■ **SUPPLIED ENTRIES**
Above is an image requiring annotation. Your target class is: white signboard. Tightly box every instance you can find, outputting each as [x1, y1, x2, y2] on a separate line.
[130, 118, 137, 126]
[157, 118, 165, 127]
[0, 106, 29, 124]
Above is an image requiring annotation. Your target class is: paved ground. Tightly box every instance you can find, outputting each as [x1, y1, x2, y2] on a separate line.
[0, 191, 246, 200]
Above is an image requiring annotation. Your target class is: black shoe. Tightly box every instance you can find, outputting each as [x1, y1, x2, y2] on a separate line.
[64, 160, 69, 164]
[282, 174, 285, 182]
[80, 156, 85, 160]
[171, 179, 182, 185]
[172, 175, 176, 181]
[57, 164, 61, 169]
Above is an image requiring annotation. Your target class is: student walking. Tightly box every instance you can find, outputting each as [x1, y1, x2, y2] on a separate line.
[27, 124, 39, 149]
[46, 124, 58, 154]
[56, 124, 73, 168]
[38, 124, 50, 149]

■ **YOUR TASK**
Keeping each line intact, set down the entire listing once more.

■ **RESULT OF THIS EXERCISE**
Above is an image requiring annotation. Your target class is: white signboard. Tightly box every instance you can find, outputting each as [x1, y1, x2, y2] on a separate line.
[130, 118, 137, 126]
[157, 118, 165, 127]
[0, 106, 29, 124]
Above is an image requiring annotation. Your target class is: paved ground. Tightly box every instance you can find, outputting each as [x1, y1, x2, y2] on a separate line.
[0, 191, 246, 200]
Above is an image requiring annotation. Your target class is: black shoe. Tightly box every instance you can find, outputting each as [x1, y1, x2, y2] on a separate line.
[64, 160, 69, 164]
[282, 174, 285, 182]
[80, 156, 85, 160]
[171, 179, 182, 185]
[172, 175, 176, 181]
[57, 164, 61, 169]
Above is an image requiring annotation. Your target class is: student walking. Tightly box every instance you can find, outputting each as [x1, y1, x2, y2] on a separate line.
[27, 124, 39, 149]
[46, 124, 58, 154]
[56, 124, 73, 168]
[38, 124, 50, 149]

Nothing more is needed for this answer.